#### GIVEN EXERCISE:
Copy out only the lines in the stretch from the line containing "formatted like [63,305]." through the line containing "Target: green lawn", both ends included, with the entries' requests kept in. Scale every answer coordinate by 1.8 and round each to a whole number, halves up, while leaving the requests and their format samples unchanged.

#### ENTRIES:
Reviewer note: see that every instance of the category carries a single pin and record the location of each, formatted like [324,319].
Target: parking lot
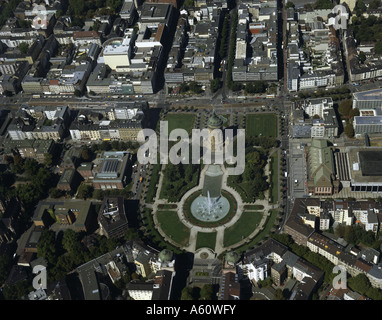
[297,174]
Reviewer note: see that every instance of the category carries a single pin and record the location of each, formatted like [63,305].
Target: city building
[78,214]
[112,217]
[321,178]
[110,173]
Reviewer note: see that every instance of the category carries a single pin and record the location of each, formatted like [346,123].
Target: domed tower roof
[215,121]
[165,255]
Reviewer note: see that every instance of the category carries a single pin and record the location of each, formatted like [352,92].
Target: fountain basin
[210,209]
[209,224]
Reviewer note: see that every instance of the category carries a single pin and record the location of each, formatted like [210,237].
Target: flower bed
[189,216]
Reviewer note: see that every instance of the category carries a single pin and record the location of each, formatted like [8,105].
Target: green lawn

...

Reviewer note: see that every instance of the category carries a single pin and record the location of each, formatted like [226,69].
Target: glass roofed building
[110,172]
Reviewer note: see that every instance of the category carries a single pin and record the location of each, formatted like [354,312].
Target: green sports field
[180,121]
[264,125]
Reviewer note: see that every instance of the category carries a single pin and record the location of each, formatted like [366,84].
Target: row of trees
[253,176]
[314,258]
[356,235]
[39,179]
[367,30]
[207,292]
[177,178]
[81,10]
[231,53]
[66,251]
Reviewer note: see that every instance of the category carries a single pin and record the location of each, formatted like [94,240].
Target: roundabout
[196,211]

--

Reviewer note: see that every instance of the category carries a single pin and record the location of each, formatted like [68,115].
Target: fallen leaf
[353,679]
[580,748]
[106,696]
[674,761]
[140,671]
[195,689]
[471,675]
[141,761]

#### RESULT OF THIS EXERCISE:
Reviewer note: see that every instance of the category carries a single pin and record the location of each, formatted like [63,305].
Target: city building
[140,385]
[202,391]
[578,320]
[198,311]
Reviewer note: see that every instance of the category carries a single pin and record the location of each, formatted like [346,123].
Target: domed tower roof
[387,218]
[297,459]
Reviewer note: see that every instance of the category carries a single pin and record the location of each, formatted like [352,92].
Target: fountain basin
[378,376]
[376,403]
Reviewer note: see that every instance of the category carries a single pin and record the location of each, formatted like [210,237].
Target: flower bed
[340,389]
Reviewer note: see that every instance of the category carries a single pin and record the location of each, formatted like [8,105].
Target: green lawn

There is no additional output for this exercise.